### AVAILABLE RECORDS

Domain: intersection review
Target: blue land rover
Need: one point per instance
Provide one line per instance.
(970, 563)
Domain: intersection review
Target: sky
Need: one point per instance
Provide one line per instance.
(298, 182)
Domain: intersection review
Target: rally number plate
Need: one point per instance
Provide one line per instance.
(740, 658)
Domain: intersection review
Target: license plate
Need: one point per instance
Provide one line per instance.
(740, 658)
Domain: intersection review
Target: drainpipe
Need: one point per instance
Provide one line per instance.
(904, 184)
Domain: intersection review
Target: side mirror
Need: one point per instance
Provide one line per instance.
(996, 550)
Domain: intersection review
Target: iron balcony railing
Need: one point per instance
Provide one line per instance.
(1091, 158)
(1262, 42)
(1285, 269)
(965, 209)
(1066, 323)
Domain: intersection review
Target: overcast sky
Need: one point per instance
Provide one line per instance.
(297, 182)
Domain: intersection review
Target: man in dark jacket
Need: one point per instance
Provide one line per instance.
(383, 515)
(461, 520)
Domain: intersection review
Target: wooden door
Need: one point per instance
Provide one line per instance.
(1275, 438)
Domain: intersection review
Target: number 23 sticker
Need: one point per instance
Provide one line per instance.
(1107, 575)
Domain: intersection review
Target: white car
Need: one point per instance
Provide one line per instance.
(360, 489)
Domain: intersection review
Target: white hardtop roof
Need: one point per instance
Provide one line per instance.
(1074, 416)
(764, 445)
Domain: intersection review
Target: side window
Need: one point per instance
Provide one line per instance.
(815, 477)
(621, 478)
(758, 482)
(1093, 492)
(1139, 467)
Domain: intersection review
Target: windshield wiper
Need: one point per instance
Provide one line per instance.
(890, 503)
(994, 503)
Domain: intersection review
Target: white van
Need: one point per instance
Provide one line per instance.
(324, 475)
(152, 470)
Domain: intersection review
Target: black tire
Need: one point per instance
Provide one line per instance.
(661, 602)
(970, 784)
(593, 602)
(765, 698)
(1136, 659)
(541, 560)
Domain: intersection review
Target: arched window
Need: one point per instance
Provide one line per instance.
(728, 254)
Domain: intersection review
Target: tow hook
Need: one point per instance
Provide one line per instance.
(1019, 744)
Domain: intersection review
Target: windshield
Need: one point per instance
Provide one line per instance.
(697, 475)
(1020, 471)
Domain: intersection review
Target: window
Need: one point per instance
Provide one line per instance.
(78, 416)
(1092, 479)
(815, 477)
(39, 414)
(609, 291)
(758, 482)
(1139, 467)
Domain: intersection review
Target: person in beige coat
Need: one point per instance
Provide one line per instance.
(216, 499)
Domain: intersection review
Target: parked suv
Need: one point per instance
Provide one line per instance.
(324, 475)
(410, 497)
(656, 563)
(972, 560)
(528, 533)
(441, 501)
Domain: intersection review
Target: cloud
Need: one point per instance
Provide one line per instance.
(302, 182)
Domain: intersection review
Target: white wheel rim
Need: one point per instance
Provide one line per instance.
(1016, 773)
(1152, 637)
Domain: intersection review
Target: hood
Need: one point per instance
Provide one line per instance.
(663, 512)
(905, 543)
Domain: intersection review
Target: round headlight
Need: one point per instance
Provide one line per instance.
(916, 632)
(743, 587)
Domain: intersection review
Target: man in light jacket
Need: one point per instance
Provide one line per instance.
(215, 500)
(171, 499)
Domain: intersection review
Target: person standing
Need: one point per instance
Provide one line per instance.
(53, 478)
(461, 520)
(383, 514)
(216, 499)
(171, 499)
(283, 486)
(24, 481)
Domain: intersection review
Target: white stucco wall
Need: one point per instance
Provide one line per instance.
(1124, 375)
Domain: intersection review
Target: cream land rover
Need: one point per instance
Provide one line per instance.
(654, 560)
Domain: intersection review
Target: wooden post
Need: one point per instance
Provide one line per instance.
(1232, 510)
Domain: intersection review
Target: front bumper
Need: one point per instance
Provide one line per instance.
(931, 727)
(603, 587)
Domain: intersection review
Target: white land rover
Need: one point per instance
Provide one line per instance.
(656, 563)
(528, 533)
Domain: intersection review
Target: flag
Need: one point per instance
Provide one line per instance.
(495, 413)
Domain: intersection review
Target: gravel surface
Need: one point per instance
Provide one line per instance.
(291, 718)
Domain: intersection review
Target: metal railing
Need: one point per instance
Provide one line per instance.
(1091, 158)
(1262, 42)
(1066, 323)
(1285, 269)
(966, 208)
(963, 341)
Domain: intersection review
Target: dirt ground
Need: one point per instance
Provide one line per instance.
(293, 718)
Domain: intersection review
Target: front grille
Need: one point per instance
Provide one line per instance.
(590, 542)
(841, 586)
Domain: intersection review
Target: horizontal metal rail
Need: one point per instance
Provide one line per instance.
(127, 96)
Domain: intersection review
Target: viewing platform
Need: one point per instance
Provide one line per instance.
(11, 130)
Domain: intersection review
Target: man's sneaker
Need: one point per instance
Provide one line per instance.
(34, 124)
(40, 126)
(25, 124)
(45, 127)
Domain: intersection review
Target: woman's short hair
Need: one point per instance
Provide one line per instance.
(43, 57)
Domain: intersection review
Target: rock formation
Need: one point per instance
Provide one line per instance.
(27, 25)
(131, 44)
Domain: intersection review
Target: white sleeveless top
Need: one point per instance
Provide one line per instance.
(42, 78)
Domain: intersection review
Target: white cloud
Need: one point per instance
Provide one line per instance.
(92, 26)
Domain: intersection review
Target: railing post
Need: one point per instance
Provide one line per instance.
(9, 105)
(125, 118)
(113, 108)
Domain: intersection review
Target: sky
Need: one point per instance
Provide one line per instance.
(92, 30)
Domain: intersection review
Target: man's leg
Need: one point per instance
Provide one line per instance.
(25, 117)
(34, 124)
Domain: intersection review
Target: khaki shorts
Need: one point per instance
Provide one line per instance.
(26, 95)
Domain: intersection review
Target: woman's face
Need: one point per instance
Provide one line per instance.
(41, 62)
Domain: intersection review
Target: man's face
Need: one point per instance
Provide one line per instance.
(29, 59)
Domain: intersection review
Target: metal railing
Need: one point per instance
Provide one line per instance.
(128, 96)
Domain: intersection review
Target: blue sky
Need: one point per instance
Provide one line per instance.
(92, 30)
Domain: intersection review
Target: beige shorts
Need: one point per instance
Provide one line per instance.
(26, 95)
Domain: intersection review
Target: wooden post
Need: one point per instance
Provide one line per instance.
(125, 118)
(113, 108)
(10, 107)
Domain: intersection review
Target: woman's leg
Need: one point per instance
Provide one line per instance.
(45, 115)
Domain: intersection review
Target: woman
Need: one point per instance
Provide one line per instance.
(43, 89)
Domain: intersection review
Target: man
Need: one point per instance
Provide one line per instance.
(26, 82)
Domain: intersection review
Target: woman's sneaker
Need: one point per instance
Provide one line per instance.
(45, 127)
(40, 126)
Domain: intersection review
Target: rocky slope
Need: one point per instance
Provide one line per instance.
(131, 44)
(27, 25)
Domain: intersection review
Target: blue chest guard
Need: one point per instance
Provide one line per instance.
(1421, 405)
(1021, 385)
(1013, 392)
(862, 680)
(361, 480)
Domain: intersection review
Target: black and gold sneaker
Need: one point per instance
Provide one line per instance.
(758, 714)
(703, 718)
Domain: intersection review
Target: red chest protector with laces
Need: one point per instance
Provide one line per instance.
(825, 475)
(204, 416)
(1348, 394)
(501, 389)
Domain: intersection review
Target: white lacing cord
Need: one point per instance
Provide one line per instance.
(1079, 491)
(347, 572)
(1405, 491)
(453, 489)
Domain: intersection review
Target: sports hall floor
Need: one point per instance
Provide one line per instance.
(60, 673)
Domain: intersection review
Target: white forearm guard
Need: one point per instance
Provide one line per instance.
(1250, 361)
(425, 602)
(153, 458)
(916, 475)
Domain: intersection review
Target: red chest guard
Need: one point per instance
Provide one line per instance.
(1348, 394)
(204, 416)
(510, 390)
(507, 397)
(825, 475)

### WHAT YOU NEED TO DO
Find every row above that contains the string "number", and copy each of those rows out in full.

### FINISHED EXERCISE
Target: rally number plate
Target: number 23 sticker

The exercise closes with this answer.